### PROVIDED TEXT
===

These are the key concepts you need to understand to accurately answer the question.

Independence of Events
In probability theory, two events, say Event A and Event B, are considered independent if the occurrence of one does not affect the occurrence of the other.

This means that knowing Event A has happened tells you nothing about the likelihood of Event B happening. The mathematical way to express this independence is through the equation:
  • \( P(A \cap B) = P(A) \times P(B) \)
This formula says the probability of both events happening together (their intersection) should be equal to the product of their individual probabilities.

Our exercise gives us numbers to check this. With \(P(A) = 0.3\), \(P(B) = 0.4\), and \(P(A \cap B) = 0.12\), we multiply \(0.3\) and \(0.4\), which indeed gives \(0.12\).

===

### SUPPLIED INFORMATION
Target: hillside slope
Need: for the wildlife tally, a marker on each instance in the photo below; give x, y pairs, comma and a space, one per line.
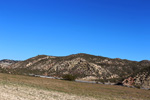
84, 66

===

### WRITTEN TASK 1
Repeat the probability text between "This means that" and "P(A) \times P(B) \)", inclusive, switching "likelihood" to "chance".
### WRITTEN TASK 2
Answer these questions using the probability text.
(a) What value does the exercise give for \(P(B)\)?
(b) According to the formula, what should the probability of both events happening together equal?
(c) What word does the text put in parentheses to name both events happening together?
### WRITTEN TASK 3
Continue the probability text on independence of events from the point where it stops.
The lines stand apart from the probability text and are separate material.

### EXERCISE ANSWER 1
This means that knowing Event A has happened tells you nothing about the chance of Event B happening. The mathematical way to express this independence is through the equation:
  • \( P(A \cap B) = P(A) \times P(B) \)

### EXERCISE ANSWER 2
(a) 0.4
(b) The product of their individual probabilities
(c) Intersection

### EXERCISE ANSWER 3
This confirms A and B as independent events. Remember, independence in probabilities tells us how two events relate, but it's logical to think through real-world implications as they can help solidify these abstract ideas.
Conditional Probability
Conditional probability is all about finding the probability of an event occurring given that another event has already occurred. This concept allows us to calculate how one event can affect another.

The formula to calculate the conditional probability of event A given event B is:
  • \(P(A|B) = \frac{P(A \cap B)}{P(B)}\)
In our step-by-step solution, we figure out \(P(A|B)\) when A and B are independent. Since independence in this scenario confirms \(P(A \cap B) = P(A) \times P(B)\), it simplifies our work.

Plugging in the numbers, \(P(A|B) = \frac{0.12}{0.4} = 0.3\), which matches \(P(A)\).

Conditional probability becomes quite different when events are mutually exclusive. Because A and B cannot happen together in such a case, the conditional probability \(P(A|B)\) turns out to be 0, as shown in the last step of the exercise.
Mutually Exclusive Events
Mutually exclusive events are ones that cannot both happen at the same time. When one occurs, the other cannot. A simple everyday example is flipping a coin; it can't land on both heads and tails simultaneously.

In mathematical terms, mutually exclusive events A and B are described as:
  • \(P(A \cap B) = 0\)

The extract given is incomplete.